— START —
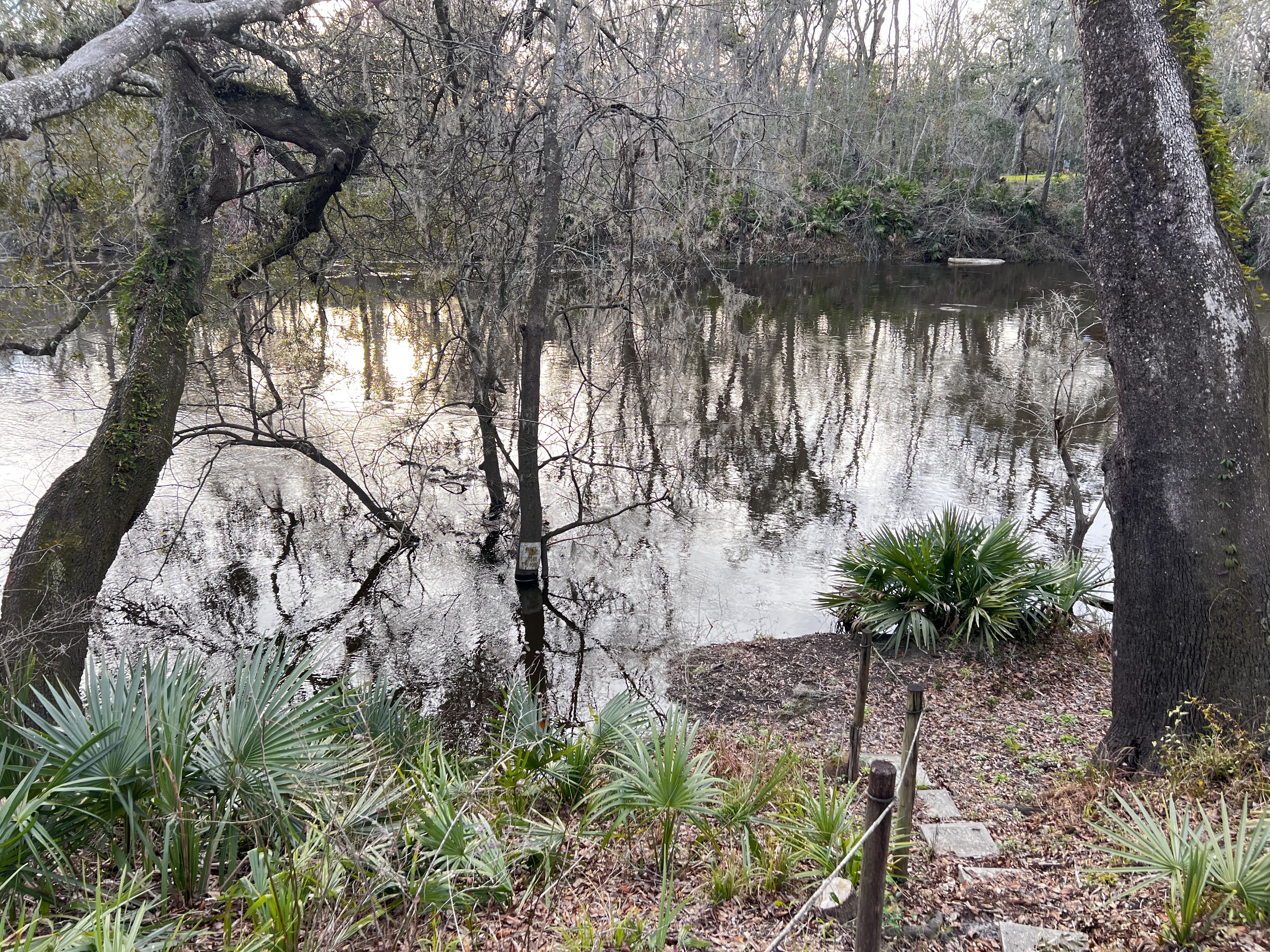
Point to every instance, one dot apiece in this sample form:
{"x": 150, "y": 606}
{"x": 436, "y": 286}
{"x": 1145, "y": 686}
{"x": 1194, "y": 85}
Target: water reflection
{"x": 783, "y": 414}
— END —
### STATED EXERCISE
Lay out every line of the entries above as a Markdown table with the columns "Row" and "Text", one line per row, numbered in order. Skip blank lines and leave out the pictures.

### WRITTEN REPLY
| Row | Text |
|---|---|
| 1 | Point to every instance, one dot apiece in this sample form: |
| 2 | {"x": 150, "y": 606} |
| 3 | {"x": 436, "y": 286} |
| 4 | {"x": 1145, "y": 686} |
| 5 | {"x": 1194, "y": 85} |
| 6 | Target: water reflection |
| 7 | {"x": 783, "y": 414} |